--- TEXT TO READ ---

Yes. MySQL databases. We dump the databases to text files, and then rsync both those and the db directory as part of the rsync process. We've done recoveries using both the dumps and the binary files.

What is your retention policy? I see that you were hoping for 13 months, but was that based off an SLA?

We're aiming for 13 months. It looks like we'll have to move to larger harddrives before the first year is out, though. Using 500 GB drives, we only have 2 TB of disk space left. 1 TB drives are coming down in price, though, and the issues with them appear to be solved.

When you do hit the ~500 day mark I'm guessing will you be removing snapshots, starting with the oldest, to free up space. Have you considered keeping one snapshot for each week or month, that way you can still have access to data that was backed up more than 500 days prior and still have space for future back ups? The storage pool will still eventually fill up doing this, I'm sure, but it would be interesting to see how long it could last.

---

◆ PROMPT ◆
Please carry on the forum discussion about backup retention from the point where it stops.

--- PROVIDED INFORMATION ---

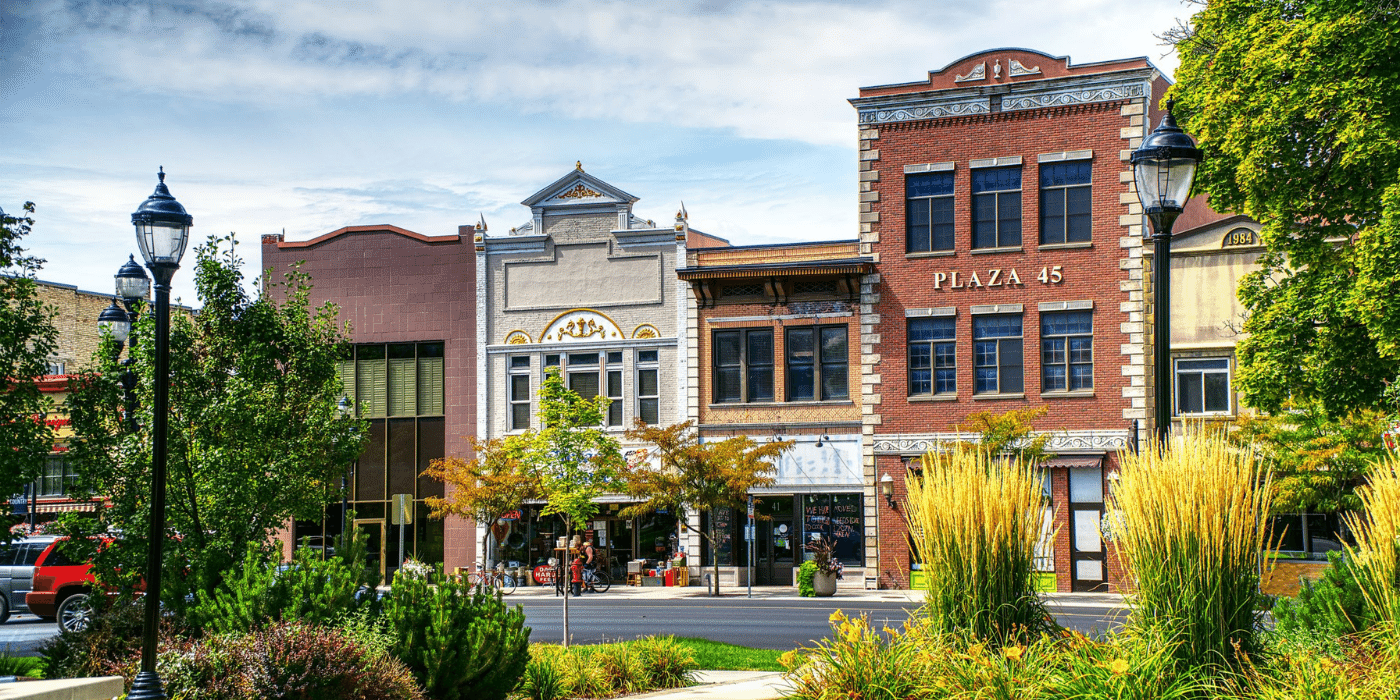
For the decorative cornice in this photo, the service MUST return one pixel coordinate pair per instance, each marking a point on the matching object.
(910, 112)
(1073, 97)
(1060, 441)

---
--- PROVIDED INFORMATION ---

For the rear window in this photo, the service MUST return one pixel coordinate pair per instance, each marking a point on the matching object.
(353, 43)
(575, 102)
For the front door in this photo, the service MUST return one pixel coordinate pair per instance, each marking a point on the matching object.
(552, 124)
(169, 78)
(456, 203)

---

◆ RESULT OF THE TASK ◆
Yes, that is one possibility we are looking at. Keeping the backups from the 7th, 14th, 21st, and 28th of each month, starting on the 14th month. And then keeping those for an extra year.

Did you consider using the larger Chenbro chassis (50 bay) instead?

We didn't know about the 50-bay cases until after we had things installed and working.

We re-purposed servers for this. The 5U mega-servers were originally purchased to act as Xen/KVM/VMWare hosts. Then we realised that CPU and RAM are more important for VM hosts than disk space. So these became the backup servers. And the other 5U servers will become storage servers for the VM hosts (which will probably be net-booted 1U or 2U systems with gobs of CPU and RAM).

And just to satiate the geek in me, do you have any pictures of the servers?

Not currently, no.
 
No. We use 12 Seagate drives, and 12 Western Digital drives. Bought in four batches of 6 drives each, to try an minimise the "all from the same manufacturing batch" issue (would really suck if they all died at the same time). A pair of the drives have been replaced already with newer WD drives.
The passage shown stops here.